Task requirements: Copy out, character for character, the lines of the material between the line containing "Target: white paper label" and the line containing "242), (689, 219)]", inclusive.

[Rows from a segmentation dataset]
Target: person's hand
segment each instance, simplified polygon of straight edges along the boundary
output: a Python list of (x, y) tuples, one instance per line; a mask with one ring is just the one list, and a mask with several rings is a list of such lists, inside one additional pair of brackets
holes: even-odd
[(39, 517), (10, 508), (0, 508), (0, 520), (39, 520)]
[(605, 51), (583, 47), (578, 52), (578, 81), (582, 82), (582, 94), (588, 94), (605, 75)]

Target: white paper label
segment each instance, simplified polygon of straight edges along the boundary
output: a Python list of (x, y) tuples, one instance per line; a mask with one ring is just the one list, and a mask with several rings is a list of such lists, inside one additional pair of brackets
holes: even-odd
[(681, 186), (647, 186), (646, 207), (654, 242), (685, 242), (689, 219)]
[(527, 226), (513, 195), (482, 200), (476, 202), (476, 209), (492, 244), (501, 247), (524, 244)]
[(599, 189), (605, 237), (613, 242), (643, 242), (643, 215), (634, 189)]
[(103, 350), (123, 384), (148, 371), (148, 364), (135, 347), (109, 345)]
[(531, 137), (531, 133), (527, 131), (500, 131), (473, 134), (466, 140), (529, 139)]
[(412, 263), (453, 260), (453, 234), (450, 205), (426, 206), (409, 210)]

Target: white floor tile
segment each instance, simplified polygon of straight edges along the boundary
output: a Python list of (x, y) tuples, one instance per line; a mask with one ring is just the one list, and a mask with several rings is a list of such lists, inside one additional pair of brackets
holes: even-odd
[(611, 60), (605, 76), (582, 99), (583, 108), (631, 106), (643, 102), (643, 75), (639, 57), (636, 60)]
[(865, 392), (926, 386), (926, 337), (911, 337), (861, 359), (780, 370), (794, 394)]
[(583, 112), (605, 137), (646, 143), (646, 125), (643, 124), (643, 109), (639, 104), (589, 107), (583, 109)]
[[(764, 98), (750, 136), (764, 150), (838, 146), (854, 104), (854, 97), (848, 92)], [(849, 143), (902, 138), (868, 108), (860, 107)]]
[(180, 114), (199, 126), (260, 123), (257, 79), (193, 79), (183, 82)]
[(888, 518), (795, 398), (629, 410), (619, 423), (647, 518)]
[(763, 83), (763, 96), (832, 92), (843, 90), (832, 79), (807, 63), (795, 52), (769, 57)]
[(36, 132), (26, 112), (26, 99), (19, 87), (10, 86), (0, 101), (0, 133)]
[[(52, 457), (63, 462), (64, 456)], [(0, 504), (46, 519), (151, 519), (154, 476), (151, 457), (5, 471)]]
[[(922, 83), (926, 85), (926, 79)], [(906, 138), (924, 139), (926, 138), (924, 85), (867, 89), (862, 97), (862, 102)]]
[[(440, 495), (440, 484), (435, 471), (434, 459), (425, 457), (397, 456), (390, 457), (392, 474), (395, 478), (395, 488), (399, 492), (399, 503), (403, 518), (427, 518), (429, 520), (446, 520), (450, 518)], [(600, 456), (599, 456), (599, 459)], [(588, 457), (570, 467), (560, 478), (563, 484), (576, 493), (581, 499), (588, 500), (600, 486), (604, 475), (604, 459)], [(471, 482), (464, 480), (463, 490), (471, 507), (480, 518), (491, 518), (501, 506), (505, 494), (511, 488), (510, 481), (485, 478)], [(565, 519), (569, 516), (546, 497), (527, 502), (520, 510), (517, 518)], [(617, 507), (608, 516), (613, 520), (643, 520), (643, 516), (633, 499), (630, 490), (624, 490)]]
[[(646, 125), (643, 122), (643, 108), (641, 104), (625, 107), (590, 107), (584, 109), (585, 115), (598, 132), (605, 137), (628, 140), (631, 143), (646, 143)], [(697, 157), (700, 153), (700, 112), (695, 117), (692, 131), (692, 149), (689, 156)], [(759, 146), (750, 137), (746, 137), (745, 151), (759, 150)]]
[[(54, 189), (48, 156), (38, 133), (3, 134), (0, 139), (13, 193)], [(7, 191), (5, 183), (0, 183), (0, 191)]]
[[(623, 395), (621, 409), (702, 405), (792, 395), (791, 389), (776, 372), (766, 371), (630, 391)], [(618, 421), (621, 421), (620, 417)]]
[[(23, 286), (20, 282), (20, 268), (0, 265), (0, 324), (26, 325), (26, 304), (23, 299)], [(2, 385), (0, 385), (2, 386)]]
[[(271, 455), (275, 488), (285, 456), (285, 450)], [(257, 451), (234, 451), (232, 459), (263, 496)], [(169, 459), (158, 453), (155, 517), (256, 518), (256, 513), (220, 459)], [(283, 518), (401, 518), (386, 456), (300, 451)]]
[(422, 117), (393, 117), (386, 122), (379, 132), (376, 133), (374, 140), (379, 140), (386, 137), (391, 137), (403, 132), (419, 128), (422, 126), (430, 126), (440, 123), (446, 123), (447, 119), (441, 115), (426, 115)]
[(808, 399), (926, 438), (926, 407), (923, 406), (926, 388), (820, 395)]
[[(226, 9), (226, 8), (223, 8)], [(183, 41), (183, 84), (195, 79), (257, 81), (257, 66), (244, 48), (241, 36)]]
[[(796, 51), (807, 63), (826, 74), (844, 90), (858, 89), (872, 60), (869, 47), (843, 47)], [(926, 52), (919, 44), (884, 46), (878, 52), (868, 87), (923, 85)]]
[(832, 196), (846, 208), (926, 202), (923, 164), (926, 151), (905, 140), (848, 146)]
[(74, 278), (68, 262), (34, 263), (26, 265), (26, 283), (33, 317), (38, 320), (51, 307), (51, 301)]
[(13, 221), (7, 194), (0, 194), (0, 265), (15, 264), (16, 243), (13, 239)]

Response:
Target: white paper label
segment each instance, simplified polygon of straight edges along the boundary
output: a Python list of (x, y) tuples, one instance per line; a mask with one ring is just the one list, and a mask with several rings is a list of such lists, inside one additional pair of brackets
holes: even-odd
[(681, 186), (647, 186), (646, 207), (654, 242), (685, 242), (689, 219)]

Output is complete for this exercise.